- **WHAT IS ASKED**
Output, word for word, every line from the line with "Where can the pink" through the final line of the data below.

- **INPUT MATERIAL**

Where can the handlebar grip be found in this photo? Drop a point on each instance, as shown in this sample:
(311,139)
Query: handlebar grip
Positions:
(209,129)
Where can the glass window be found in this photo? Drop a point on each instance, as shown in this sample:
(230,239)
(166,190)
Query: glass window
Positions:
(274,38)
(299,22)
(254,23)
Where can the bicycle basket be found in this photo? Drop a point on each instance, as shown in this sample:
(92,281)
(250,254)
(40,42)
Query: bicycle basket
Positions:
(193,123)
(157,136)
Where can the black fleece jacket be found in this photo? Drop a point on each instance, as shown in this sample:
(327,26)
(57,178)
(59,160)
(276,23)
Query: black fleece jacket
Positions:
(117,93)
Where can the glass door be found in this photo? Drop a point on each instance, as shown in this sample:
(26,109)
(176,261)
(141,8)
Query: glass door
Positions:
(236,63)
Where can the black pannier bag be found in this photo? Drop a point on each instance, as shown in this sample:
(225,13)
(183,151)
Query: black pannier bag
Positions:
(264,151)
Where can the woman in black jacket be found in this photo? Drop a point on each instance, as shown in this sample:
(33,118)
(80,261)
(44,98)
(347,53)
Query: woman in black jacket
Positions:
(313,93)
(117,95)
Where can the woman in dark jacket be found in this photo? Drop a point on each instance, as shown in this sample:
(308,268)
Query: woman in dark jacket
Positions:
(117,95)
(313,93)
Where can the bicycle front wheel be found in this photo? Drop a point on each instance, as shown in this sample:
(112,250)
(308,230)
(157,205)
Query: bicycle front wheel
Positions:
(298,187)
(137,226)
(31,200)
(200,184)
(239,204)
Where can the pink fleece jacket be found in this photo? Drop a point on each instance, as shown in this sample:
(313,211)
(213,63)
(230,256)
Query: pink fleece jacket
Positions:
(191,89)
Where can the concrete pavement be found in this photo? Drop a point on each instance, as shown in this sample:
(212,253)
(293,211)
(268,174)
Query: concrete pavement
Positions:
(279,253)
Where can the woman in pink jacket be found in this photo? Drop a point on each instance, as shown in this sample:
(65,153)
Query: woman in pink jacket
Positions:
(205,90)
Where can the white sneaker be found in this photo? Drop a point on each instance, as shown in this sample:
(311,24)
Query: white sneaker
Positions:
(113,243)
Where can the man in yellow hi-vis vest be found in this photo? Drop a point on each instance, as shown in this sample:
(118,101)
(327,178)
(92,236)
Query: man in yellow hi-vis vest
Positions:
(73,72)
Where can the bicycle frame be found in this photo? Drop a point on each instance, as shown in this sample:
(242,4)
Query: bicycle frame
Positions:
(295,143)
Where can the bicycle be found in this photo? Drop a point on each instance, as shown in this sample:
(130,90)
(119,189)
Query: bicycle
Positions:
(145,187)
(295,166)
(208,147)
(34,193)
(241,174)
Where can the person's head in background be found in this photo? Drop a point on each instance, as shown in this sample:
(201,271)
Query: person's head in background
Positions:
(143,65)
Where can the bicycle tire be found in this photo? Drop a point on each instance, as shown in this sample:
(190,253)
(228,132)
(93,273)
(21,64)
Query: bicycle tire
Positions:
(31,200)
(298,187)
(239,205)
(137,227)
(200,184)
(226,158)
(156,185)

- **CORRECT RESULT**
Where can the pink fleece jacket be found in this photo? Drop a point on each instance, as shown in this sample:
(313,211)
(213,63)
(230,256)
Query: pink fleece jacket
Positions:
(191,89)
Where can the concrete pavement be found in this photo? Drop a point on each instance, as shown in this sample:
(212,253)
(293,211)
(268,174)
Query: concrete pavement
Positions:
(279,253)
Where can the woman in pink jacket be found in this photo? Drop a point on each instance, as shown in this sample:
(65,153)
Query: woman in pink jacket
Positions:
(205,90)
Where can the white sneaker be found in this photo? Drop a point on each instance, as shown in this sample:
(311,24)
Query: white sneaker
Positions:
(113,243)
Where can the man in yellow hi-vis vest be found in this photo? Drop a point on each instance, as shown in this sample:
(118,101)
(327,178)
(92,236)
Query: man in yellow hi-vis vest
Positions:
(73,72)
Where can the bicycle frame be found in this photo? Drop a point on each instance, as shown in this sample:
(242,4)
Query: bicycle frame
Positions:
(295,143)
Where can the bicycle be found in this photo? Drop a point on each instance, as shown in this sample:
(130,90)
(119,189)
Query: bicycle
Positions:
(145,187)
(295,166)
(208,147)
(34,193)
(241,174)
Where can the person's head in background be found in this photo? Drop a point on each instance, as shown in this sample:
(201,271)
Query: person's head in background
Positions:
(143,65)
Where can the bicycle tire be found in this photo? Drop a point on each instance, as shown in this sample:
(190,253)
(228,132)
(93,273)
(21,64)
Query: bicycle tire
Positions:
(31,200)
(298,187)
(239,205)
(137,227)
(200,184)
(226,158)
(156,185)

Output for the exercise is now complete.